__Stated goal__.
Print the range of lines that opens with the line containing "the pickup front" and closes with the last line of the listing. Include both ends; print nothing more.

Start of Dataset excerpts

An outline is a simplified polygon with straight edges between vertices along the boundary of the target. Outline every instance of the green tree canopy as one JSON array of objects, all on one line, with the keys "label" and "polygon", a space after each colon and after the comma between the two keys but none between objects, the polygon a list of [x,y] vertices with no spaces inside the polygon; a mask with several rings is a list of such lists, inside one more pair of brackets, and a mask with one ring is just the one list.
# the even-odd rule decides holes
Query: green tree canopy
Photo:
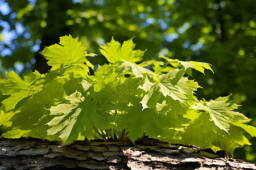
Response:
[{"label": "green tree canopy", "polygon": [[[58,42],[61,36],[79,36],[87,51],[97,54],[99,45],[112,36],[121,42],[135,36],[136,48],[147,49],[145,60],[164,56],[211,63],[214,75],[210,71],[206,76],[193,73],[205,88],[198,90],[197,97],[209,100],[233,94],[231,98],[243,105],[241,112],[256,117],[255,1],[6,0],[0,3],[2,76],[6,70],[22,74],[35,69],[46,73],[49,67],[35,53]],[[9,11],[3,10],[5,6]],[[95,58],[88,60],[93,65],[106,62],[103,56]],[[251,124],[256,126],[256,118]],[[246,158],[239,151],[235,156],[254,161],[256,142],[251,142],[254,146],[244,148]]]}]

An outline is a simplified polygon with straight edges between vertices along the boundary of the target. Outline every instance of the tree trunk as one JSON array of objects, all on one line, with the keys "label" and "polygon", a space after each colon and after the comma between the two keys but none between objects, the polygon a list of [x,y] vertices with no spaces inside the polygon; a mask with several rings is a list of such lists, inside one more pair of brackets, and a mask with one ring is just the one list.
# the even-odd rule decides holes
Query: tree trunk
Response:
[{"label": "tree trunk", "polygon": [[[146,143],[145,143],[146,144]],[[256,169],[255,164],[193,146],[166,143],[0,139],[0,169]]]}]

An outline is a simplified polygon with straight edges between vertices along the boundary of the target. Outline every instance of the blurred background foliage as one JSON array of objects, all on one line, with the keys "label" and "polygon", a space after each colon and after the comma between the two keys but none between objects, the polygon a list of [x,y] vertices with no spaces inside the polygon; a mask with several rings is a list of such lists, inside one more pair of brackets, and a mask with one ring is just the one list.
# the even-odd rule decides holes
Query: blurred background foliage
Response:
[{"label": "blurred background foliage", "polygon": [[[233,94],[255,126],[255,9],[254,0],[0,0],[0,77],[5,71],[47,72],[37,52],[61,36],[79,36],[96,54],[112,36],[121,42],[135,36],[137,48],[147,49],[145,57],[211,63],[214,75],[193,73],[204,87],[198,98]],[[106,62],[100,54],[90,60]],[[234,158],[255,162],[255,141]]]}]

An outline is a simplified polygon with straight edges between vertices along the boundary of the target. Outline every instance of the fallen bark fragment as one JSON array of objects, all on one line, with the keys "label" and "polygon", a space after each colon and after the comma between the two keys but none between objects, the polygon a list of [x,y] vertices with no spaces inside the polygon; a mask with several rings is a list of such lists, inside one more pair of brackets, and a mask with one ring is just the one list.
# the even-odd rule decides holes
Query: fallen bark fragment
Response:
[{"label": "fallen bark fragment", "polygon": [[255,164],[193,146],[155,142],[0,139],[0,169],[256,169]]}]

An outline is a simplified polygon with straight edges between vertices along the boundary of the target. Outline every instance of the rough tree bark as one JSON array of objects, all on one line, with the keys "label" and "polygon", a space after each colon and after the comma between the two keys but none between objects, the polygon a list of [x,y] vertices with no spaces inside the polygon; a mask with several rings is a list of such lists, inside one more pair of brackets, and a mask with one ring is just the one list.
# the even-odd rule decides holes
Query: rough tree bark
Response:
[{"label": "rough tree bark", "polygon": [[193,146],[165,143],[0,139],[0,169],[256,169],[255,164]]}]

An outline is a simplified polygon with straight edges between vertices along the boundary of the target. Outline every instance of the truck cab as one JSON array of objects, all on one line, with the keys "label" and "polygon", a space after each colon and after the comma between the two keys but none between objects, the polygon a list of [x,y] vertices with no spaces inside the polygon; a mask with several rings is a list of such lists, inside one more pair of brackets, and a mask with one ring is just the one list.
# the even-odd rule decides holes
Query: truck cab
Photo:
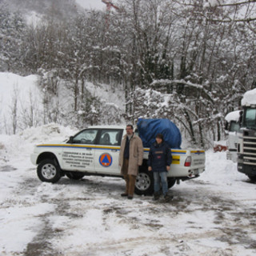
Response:
[{"label": "truck cab", "polygon": [[240,110],[232,111],[225,117],[225,132],[227,134],[226,158],[237,162],[238,132],[240,129]]},{"label": "truck cab", "polygon": [[238,170],[256,181],[256,89],[242,99],[243,115],[238,145]]}]

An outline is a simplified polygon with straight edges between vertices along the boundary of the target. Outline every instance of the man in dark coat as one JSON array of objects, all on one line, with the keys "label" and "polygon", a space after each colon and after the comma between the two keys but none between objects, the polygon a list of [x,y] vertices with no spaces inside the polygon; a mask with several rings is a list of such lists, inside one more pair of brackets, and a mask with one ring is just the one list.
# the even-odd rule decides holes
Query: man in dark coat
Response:
[{"label": "man in dark coat", "polygon": [[156,142],[150,146],[148,160],[148,170],[153,170],[154,174],[154,198],[160,198],[160,179],[162,183],[162,194],[167,199],[168,182],[167,174],[172,162],[170,148],[164,142],[163,136],[158,134]]}]

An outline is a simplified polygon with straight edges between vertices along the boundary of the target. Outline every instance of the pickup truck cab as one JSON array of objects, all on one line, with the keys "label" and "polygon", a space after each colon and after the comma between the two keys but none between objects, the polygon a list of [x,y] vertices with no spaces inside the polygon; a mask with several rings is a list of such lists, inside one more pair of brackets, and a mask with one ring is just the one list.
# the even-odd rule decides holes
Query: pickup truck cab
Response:
[{"label": "pickup truck cab", "polygon": [[[135,133],[136,133],[135,129]],[[37,165],[42,182],[57,182],[62,176],[80,179],[85,175],[122,178],[118,155],[125,126],[96,126],[84,129],[62,142],[39,144],[30,158]],[[135,184],[137,194],[153,193],[154,180],[147,170],[149,148],[144,148],[144,160]],[[173,162],[168,173],[169,188],[176,181],[197,178],[205,170],[205,151],[171,150]]]}]

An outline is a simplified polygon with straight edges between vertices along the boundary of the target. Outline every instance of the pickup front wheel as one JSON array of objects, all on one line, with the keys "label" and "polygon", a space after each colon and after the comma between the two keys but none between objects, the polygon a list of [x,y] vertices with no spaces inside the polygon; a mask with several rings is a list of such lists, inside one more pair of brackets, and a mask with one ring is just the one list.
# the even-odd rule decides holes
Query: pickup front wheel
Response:
[{"label": "pickup front wheel", "polygon": [[38,166],[38,176],[42,182],[57,182],[61,178],[61,170],[56,161],[46,159]]}]

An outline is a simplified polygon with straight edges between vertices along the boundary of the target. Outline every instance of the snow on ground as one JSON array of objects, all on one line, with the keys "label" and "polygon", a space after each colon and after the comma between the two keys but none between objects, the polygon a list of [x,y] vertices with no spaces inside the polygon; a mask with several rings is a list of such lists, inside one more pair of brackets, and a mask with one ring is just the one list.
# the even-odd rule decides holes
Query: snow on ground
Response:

End of Dataset excerpts

__Exercise solution__.
An outline is a simplified polygon with straight edges between vertices along the boundary of the target. Outline every instance of the pickup front wheel as one JSON array of objects, all on one line, with the keys "label" and "polygon", a space after each colon and after the comma between the two keys but none between objects, the polygon a list of [x,y] vertices with no spaces inside the polygon; a mask with several rings is a list of such lists, inside one more pair of brackets, and a mask with one ring is just the one list.
# the even-odd rule decides holes
Query: pickup front wheel
Response:
[{"label": "pickup front wheel", "polygon": [[38,166],[38,176],[42,182],[57,182],[61,178],[61,170],[56,161],[46,159]]}]

An outline is a simplified polygon with straight edges between vertices along the boundary of the target. Outline every instance of the snow on ground as one JSON array of objects, all on one line, with the keys "label" and "polygon", a space after each colon and after the comma between the two keys but none between objects, the polygon a list of [x,y] vertices with no spaces inside the polygon; a mask with several rings is a list of such lists, inside one more pair of brackets, and a mask with one ring is just the one list.
# the even-odd rule decides holes
Query: snow on ground
Response:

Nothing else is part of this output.